* [Task goal]: For the data below, transcribe the part that opens with the line containing "blonde woman, each" and closes with the line containing "white petal, each", exactly and with no pictures.

* [Source information]:

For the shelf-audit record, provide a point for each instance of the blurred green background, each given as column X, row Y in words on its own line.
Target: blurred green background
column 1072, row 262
--
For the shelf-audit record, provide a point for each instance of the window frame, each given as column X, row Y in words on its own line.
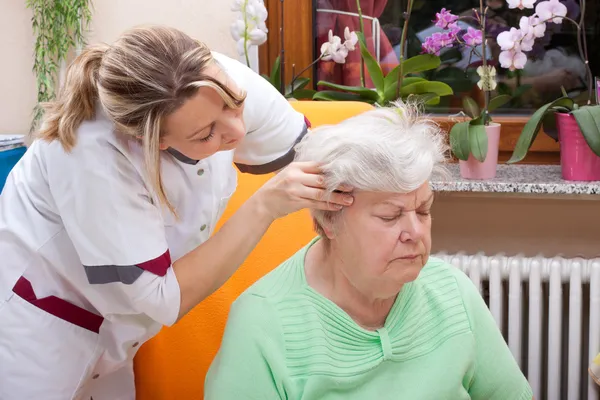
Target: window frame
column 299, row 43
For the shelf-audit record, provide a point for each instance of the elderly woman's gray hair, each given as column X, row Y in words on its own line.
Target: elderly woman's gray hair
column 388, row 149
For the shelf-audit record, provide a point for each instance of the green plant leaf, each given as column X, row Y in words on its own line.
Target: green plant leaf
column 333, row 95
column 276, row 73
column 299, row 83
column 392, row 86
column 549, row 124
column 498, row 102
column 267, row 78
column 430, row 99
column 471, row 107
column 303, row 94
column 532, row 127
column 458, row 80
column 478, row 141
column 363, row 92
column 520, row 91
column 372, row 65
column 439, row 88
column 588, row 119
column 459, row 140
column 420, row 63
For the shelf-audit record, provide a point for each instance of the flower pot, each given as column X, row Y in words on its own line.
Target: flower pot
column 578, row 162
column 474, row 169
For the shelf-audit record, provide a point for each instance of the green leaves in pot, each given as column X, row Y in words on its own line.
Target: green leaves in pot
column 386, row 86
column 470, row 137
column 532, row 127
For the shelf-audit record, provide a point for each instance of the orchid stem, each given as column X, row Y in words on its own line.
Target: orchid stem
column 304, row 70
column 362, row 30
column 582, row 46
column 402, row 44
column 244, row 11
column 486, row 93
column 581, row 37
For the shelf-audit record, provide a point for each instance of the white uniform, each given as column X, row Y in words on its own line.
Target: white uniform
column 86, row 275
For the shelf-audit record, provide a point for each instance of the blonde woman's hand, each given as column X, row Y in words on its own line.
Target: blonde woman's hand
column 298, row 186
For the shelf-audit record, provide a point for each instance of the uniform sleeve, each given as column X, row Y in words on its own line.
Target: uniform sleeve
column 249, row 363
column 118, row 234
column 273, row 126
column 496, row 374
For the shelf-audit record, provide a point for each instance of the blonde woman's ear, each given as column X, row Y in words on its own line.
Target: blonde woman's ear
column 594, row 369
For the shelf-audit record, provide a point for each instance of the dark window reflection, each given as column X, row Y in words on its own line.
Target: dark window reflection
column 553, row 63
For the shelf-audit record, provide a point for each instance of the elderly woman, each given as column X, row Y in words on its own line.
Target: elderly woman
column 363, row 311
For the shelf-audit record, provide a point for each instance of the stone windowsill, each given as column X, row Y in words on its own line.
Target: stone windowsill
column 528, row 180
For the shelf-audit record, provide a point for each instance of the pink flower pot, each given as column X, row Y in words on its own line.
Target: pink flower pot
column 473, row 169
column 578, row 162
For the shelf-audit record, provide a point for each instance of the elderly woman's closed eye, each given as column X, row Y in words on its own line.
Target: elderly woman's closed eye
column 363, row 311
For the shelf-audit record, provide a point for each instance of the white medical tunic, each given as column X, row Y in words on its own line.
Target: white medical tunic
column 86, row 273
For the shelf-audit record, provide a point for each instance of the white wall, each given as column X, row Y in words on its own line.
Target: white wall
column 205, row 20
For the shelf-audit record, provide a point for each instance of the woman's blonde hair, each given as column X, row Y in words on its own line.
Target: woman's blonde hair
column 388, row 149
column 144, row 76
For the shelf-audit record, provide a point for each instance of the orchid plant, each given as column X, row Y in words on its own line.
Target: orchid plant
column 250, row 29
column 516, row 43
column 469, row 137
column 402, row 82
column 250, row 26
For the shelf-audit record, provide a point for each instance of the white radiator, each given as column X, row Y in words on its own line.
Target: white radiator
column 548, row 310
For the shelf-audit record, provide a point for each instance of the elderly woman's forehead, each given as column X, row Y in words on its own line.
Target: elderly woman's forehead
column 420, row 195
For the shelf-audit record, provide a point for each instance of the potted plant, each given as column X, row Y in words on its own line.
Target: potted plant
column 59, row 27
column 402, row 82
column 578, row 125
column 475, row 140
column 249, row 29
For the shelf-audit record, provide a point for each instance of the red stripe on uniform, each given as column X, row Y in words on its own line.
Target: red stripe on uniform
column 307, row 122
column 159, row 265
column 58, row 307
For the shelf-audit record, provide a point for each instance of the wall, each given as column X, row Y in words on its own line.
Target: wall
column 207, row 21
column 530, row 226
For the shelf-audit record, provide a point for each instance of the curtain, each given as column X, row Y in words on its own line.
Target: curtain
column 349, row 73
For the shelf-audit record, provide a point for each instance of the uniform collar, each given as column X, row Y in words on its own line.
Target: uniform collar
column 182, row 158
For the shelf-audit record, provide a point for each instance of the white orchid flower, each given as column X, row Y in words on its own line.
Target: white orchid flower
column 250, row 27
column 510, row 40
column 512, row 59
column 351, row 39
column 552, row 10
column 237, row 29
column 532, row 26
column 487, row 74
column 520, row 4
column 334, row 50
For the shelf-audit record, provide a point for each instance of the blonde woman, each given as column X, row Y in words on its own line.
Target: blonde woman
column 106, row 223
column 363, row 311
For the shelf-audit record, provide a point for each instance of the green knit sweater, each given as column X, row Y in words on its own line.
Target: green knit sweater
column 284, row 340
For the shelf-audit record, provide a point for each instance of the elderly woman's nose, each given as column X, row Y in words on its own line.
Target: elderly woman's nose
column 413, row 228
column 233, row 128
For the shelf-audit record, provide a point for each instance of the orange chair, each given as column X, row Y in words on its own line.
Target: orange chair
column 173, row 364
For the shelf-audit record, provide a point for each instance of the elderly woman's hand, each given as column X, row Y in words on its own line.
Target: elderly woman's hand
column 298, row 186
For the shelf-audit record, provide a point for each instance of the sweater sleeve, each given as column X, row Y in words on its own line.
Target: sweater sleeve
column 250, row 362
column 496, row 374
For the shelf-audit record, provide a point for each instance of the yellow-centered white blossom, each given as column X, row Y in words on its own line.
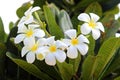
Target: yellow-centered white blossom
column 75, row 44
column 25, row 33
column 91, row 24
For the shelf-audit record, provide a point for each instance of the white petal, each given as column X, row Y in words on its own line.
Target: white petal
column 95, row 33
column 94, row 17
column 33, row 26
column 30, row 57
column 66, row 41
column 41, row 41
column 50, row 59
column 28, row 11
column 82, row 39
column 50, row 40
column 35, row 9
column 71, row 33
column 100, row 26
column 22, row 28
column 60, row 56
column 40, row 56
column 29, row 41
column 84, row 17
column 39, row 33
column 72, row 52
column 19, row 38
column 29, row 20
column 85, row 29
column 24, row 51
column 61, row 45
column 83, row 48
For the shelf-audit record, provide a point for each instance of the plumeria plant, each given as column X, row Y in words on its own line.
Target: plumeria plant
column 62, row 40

* [Output of the exercise]:
For the shelf-audit record, provide a point for each instance of the blonde woman, each given as column X, row Y in words on its own line.
Target: blonde woman
column 106, row 223
column 363, row 311
For the shelf-audit record, provide a point for each instance of the green knit sweater, each given as column X, row Y in words on its own line.
Target: green knit sweater
column 284, row 340
For the shelf-audit record, provide a point for each instance of the elderly woman's nose, each given as column X, row Y in words on its own line.
Target: elderly woman's nose
column 413, row 228
column 233, row 128
For the shelf-audit record, provide a point for each instance of the orange chair, each given as column X, row Y in words on its own line.
Target: orange chair
column 173, row 364
For the shelf-audit record, provide a point for each instance of the elderly woman's hand, each given as column X, row Y in words on its own line.
Target: elderly woman's hand
column 298, row 186
For the shelf-audit record, provide a point for each instance of the sweater sleeve, each given as column X, row Y in words on its own line.
Target: sweater sleeve
column 250, row 362
column 496, row 374
For the shelf-audit record, provide a point for each instance of the yellow-centered white blossom, each given as column X, row Y in words on its own line.
Target: yellow-centered white blossom
column 75, row 44
column 25, row 33
column 91, row 24
For the shelf-audit record, provide a point for each instance of the white petal, each given as column X, row Y in words on its own line.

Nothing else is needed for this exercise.